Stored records
========================================
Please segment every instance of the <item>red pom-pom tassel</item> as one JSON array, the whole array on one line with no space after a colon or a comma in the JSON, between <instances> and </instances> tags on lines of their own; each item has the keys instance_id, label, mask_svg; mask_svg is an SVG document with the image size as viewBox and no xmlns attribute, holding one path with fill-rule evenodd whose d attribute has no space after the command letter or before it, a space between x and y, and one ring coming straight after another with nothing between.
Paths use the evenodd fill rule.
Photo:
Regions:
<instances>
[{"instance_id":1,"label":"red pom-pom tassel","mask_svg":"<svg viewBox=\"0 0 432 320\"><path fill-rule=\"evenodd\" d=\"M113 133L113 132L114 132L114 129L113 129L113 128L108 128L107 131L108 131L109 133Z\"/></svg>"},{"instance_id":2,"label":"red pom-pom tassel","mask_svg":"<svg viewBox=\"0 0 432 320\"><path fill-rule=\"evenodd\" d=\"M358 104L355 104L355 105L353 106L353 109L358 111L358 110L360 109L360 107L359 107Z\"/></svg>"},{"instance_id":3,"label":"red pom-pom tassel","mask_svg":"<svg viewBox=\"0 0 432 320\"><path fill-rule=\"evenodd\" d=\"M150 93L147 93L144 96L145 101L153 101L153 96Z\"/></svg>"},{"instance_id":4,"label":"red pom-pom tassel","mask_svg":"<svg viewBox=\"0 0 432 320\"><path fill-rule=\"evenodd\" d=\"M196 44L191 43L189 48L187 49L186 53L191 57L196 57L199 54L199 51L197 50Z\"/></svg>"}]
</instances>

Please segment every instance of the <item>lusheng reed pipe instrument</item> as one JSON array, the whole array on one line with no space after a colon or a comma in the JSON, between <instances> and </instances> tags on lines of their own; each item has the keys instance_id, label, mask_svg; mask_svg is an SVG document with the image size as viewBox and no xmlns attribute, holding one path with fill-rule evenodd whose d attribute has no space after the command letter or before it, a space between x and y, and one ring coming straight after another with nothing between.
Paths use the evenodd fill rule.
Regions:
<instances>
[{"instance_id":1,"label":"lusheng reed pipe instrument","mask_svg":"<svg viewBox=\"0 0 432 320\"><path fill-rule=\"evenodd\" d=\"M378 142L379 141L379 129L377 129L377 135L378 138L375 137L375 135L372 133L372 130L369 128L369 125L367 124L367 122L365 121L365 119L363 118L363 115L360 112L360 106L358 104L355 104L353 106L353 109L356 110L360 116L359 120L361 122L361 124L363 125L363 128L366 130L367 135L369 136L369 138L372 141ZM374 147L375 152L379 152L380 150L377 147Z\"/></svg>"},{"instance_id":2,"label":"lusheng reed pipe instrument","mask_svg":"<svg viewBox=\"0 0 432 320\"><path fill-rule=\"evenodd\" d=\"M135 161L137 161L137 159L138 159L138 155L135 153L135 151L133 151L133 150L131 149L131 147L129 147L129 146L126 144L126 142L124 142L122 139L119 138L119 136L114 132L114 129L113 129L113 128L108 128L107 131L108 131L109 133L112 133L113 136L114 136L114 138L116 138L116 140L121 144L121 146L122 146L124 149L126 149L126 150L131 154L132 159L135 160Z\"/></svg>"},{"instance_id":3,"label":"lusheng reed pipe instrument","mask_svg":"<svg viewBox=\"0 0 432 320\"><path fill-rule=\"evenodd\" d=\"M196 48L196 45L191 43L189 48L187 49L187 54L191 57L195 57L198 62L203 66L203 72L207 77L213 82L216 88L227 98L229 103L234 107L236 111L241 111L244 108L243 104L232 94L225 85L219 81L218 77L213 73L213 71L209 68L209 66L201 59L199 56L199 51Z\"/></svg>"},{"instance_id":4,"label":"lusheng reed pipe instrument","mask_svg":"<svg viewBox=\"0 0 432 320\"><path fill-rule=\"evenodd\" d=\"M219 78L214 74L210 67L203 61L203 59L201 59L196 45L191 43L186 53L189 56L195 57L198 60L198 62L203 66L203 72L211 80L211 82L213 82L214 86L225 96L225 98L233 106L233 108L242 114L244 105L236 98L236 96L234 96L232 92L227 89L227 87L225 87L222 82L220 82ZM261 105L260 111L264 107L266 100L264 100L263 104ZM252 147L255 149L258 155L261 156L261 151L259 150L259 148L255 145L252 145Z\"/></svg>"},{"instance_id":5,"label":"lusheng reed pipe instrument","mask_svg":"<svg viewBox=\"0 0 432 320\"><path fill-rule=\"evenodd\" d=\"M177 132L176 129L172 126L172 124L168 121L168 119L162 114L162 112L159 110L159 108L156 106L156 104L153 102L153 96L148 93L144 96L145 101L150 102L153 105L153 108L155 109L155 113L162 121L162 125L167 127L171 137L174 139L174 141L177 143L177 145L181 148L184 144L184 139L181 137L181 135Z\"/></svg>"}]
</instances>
========================================
# The problem
Write the entries out once more, exactly as they appear.

# Result of this task
Please segment every instance of the <item>red pom-pom tassel</item> as one JSON array, the whole array on one line with no space after a colon or a comma in the JSON, between <instances> and </instances> tags on lines of their own; each item has the keys instance_id, label, mask_svg; mask_svg is an SVG document with the image size as viewBox and no xmlns attribute, holding one path with fill-rule evenodd whose d attribute has no space after the command letter or before it, a space between x and y, and one ring coming straight after another with nothing between.
Paths use the evenodd fill rule.
Photo:
Regions:
<instances>
[{"instance_id":1,"label":"red pom-pom tassel","mask_svg":"<svg viewBox=\"0 0 432 320\"><path fill-rule=\"evenodd\" d=\"M113 133L113 132L114 132L114 129L113 129L113 128L108 128L107 131L108 131L109 133Z\"/></svg>"},{"instance_id":2,"label":"red pom-pom tassel","mask_svg":"<svg viewBox=\"0 0 432 320\"><path fill-rule=\"evenodd\" d=\"M358 104L355 104L355 105L353 106L353 109L358 111L358 110L360 109L360 107L359 107Z\"/></svg>"},{"instance_id":3,"label":"red pom-pom tassel","mask_svg":"<svg viewBox=\"0 0 432 320\"><path fill-rule=\"evenodd\" d=\"M150 93L147 93L144 96L145 101L153 101L153 96Z\"/></svg>"},{"instance_id":4,"label":"red pom-pom tassel","mask_svg":"<svg viewBox=\"0 0 432 320\"><path fill-rule=\"evenodd\" d=\"M196 44L191 43L189 48L187 49L186 53L191 57L196 57L199 54L199 51L197 50Z\"/></svg>"}]
</instances>

Please segment every instance of the <item>lusheng reed pipe instrument</item> as one JSON array, the whole array on one line with no space after a colon or a comma in the JSON, between <instances> and </instances> tags on lines of their own; each item has the keys instance_id, label, mask_svg; mask_svg is an SVG document with the image size as viewBox and no xmlns attribute, holding one path with fill-rule evenodd whose d attribute has no space after the command letter or before it, a space between x and y, and one ring coming straight after another with nothing between.
Paths use the evenodd fill rule.
Regions:
<instances>
[{"instance_id":1,"label":"lusheng reed pipe instrument","mask_svg":"<svg viewBox=\"0 0 432 320\"><path fill-rule=\"evenodd\" d=\"M378 142L379 141L379 129L377 129L377 135L378 138L375 137L375 135L372 133L372 130L369 128L369 125L367 124L367 122L365 121L365 119L363 118L363 115L360 112L360 106L358 104L355 104L353 106L353 109L356 110L360 116L359 120L361 122L361 124L363 125L363 128L366 130L367 135L369 136L369 138L372 141ZM374 147L375 152L379 152L380 150L377 147Z\"/></svg>"},{"instance_id":2,"label":"lusheng reed pipe instrument","mask_svg":"<svg viewBox=\"0 0 432 320\"><path fill-rule=\"evenodd\" d=\"M135 161L137 161L137 159L138 159L138 155L135 153L135 151L133 151L133 150L131 149L131 147L129 147L129 146L126 144L126 142L124 142L122 139L119 138L119 136L114 132L114 129L113 129L113 128L108 128L107 131L108 131L109 133L112 133L113 136L114 136L114 138L116 138L116 140L121 144L121 146L122 146L124 149L126 149L126 150L131 154L132 159L135 160Z\"/></svg>"},{"instance_id":3,"label":"lusheng reed pipe instrument","mask_svg":"<svg viewBox=\"0 0 432 320\"><path fill-rule=\"evenodd\" d=\"M196 48L196 45L191 43L189 48L187 49L187 54L191 57L195 57L198 62L203 66L203 72L207 77L213 82L216 88L227 98L229 103L234 107L236 111L241 111L244 108L243 104L232 94L225 85L219 81L218 77L213 73L213 71L209 68L209 66L201 59L199 56L199 51Z\"/></svg>"},{"instance_id":4,"label":"lusheng reed pipe instrument","mask_svg":"<svg viewBox=\"0 0 432 320\"><path fill-rule=\"evenodd\" d=\"M219 78L214 74L210 67L203 61L203 59L201 59L196 45L191 43L186 53L189 56L195 57L198 60L198 62L203 66L203 72L211 80L211 82L213 82L214 86L225 96L225 98L233 106L233 108L242 114L244 105L236 98L236 96L234 96L232 92L227 89L227 87L225 87L222 82L220 82ZM261 105L260 111L264 107L266 100L264 100L263 104ZM252 147L255 149L258 155L261 156L261 151L259 150L259 148L255 145L252 145Z\"/></svg>"},{"instance_id":5,"label":"lusheng reed pipe instrument","mask_svg":"<svg viewBox=\"0 0 432 320\"><path fill-rule=\"evenodd\" d=\"M177 132L176 129L172 126L172 124L168 121L168 119L162 114L162 112L159 110L159 108L156 106L156 104L153 102L153 96L148 93L144 96L145 101L150 102L153 105L153 108L155 109L155 113L162 121L162 125L167 127L171 137L174 139L174 141L177 143L177 145L181 148L184 144L184 139L181 137L181 135Z\"/></svg>"}]
</instances>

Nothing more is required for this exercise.